MATERIAL FOR THE TASK:
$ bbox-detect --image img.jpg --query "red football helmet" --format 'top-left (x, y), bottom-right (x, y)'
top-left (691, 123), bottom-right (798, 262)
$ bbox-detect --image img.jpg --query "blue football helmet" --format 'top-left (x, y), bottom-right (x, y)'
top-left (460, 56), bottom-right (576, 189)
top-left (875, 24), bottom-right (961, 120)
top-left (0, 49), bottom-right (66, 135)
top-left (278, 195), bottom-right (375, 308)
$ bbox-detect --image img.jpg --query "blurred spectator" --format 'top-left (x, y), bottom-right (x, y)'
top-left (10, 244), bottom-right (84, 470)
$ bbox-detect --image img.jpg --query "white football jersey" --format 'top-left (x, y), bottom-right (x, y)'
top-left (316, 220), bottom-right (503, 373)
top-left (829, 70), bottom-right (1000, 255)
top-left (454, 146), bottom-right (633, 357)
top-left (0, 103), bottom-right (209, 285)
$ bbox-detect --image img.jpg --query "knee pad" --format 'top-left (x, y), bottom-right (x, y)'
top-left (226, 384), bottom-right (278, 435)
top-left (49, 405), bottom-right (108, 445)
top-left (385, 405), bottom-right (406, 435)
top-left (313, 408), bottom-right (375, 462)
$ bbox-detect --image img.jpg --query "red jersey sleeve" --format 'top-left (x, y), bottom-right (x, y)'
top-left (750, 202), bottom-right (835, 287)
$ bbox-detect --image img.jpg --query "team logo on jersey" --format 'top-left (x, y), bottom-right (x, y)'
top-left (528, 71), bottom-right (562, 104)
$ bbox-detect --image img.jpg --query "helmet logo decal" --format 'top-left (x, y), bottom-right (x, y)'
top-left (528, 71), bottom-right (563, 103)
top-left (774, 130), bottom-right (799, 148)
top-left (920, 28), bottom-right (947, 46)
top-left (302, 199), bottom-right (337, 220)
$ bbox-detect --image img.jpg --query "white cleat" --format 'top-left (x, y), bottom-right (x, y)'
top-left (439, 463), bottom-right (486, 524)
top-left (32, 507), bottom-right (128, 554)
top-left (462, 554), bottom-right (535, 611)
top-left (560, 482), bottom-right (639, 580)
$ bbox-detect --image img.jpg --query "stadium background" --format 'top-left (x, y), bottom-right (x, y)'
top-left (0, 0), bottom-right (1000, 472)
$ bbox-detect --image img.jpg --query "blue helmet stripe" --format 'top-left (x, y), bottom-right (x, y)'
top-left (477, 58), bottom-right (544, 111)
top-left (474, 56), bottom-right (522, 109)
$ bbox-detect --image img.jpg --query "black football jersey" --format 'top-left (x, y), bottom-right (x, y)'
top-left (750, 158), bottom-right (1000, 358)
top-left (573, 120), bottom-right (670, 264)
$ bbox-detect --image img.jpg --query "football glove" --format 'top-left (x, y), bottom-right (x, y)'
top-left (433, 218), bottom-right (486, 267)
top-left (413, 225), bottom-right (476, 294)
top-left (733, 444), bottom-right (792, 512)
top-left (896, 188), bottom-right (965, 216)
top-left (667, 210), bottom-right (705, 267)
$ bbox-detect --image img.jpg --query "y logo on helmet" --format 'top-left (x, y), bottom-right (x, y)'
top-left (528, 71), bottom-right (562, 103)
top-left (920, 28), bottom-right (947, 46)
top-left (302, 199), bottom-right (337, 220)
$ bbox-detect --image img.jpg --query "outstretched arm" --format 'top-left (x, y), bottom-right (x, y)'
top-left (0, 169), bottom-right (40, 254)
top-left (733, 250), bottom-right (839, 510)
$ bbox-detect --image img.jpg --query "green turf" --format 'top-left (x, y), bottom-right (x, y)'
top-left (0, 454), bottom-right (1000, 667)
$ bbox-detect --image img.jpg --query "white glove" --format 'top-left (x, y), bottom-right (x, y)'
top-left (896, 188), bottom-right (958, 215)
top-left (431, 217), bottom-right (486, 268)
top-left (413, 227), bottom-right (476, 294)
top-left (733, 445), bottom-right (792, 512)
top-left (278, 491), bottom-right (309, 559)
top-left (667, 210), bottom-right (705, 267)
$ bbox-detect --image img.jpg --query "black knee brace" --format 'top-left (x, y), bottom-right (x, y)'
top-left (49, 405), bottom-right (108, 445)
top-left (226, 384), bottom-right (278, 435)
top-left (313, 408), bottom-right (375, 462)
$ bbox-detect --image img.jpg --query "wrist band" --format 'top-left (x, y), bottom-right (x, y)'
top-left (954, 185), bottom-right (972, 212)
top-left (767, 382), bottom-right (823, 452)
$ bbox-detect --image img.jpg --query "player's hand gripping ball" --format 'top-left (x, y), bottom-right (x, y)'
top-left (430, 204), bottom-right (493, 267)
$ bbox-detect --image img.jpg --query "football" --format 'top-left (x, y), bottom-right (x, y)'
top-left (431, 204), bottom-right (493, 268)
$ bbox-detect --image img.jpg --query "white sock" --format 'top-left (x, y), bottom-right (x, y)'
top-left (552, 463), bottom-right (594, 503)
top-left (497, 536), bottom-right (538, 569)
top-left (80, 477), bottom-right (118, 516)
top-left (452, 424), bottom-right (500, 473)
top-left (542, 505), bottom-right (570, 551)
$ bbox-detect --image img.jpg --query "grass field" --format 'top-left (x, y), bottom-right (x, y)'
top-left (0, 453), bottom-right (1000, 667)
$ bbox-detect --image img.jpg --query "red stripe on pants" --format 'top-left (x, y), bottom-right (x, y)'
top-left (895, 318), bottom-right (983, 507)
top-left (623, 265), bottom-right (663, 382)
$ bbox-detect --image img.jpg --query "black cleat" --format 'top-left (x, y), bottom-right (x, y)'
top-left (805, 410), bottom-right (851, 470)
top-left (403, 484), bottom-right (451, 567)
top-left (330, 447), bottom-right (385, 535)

DESCRIPTION OF THE TASK: Pick out each line of the items above that contains the word "logo", and reproduce those lines verbatim.

SOLUTION FOR THIS TASK:
$ bbox-detect --image img.jpg --query "team logo on jersey" --format 'top-left (x, y), bottom-right (x, y)'
$ bbox-detect --image img.jpg --query "helmet logo decal" --format 'top-left (x, y), bottom-right (x, y)'
$ bbox-detect --image img.jpg --query "y logo on helmet" --format 'top-left (x, y), bottom-right (x, y)'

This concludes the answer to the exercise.